+++ Recorded data +++

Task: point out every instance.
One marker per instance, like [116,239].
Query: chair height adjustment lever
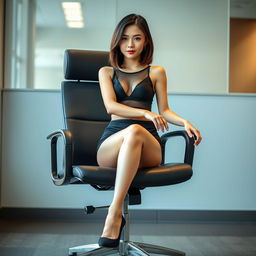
[89,209]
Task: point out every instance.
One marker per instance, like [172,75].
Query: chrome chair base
[124,249]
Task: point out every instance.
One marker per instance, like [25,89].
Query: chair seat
[167,174]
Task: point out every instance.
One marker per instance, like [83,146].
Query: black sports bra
[134,89]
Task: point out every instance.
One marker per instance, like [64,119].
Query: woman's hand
[192,131]
[158,120]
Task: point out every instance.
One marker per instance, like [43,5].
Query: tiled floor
[41,238]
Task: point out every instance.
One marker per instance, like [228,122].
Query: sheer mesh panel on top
[134,89]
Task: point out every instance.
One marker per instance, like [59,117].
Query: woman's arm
[163,107]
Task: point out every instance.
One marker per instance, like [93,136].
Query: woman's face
[132,42]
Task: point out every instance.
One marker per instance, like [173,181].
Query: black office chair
[85,119]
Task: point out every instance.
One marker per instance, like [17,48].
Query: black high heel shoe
[107,242]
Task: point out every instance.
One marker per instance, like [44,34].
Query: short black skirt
[120,124]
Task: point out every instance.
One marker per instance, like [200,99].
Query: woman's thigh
[151,154]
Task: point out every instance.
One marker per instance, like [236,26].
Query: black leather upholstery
[85,119]
[76,69]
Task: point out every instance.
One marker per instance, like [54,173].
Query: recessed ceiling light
[73,14]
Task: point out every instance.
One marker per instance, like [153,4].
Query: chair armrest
[61,177]
[189,147]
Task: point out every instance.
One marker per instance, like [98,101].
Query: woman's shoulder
[106,71]
[157,71]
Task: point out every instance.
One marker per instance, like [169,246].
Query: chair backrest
[84,112]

+++

[What is asked] Can you repeat these lines with every "point out" swapped for "mark", leaving out the pictures and changing nothing else?

[Answer to this task]
Task: mark every instance.
One marker per instance, like [116,239].
Query: chair height adjustment lever
[89,209]
Task: mark every instance.
One marker per instance, like [172,75].
Query: chrome chair base
[124,249]
Task: mark every instance.
One marker per instance, like [25,89].
Query: chair seat
[167,174]
Task: mark every instance.
One marker per instance, like [83,146].
Query: black sports bra
[134,89]
Task: mark every instance.
One marker per instance, like [64,119].
Query: woman's hand
[192,131]
[158,120]
Task: mark every instance.
One marker per instance, like [43,5].
Query: tiled floor
[41,238]
Task: mark every instance.
One marker per instance, like [228,122].
Query: sheer mesh panel on top
[134,89]
Task: mark every instance.
One marker per instance, like [59,117].
Query: woman's arm
[163,107]
Task: mark every instance.
One marker per instance, like [93,136].
Query: woman's face
[132,42]
Task: mark every instance.
One marker per instance, like [173,181].
Query: black office chair
[85,119]
Task: mark every instance.
One marker per instance, like [17,48].
Query: black high heel shoe
[107,242]
Task: mark every instance.
One marker per instance, like [44,34].
Query: short black skirt
[120,124]
Task: mark every instance.
One marker per instance, like [200,99].
Query: woman's thigh
[151,154]
Task: mark every instance.
One marker per instance, like [236,26].
Query: black leather upholstery
[85,119]
[76,69]
Task: mark every instance.
One marker per instance, like [54,173].
Query: recessed ceiling light
[73,14]
Task: mark every instance.
One marker per instance, like [153,4].
Query: chair armrest
[61,177]
[189,147]
Task: mark every instance.
One marker per instance, like [98,101].
Query: woman's shoulder
[106,71]
[157,71]
Task: mark every instance.
One marker per instance, like [169,246].
Query: chair backrest
[84,112]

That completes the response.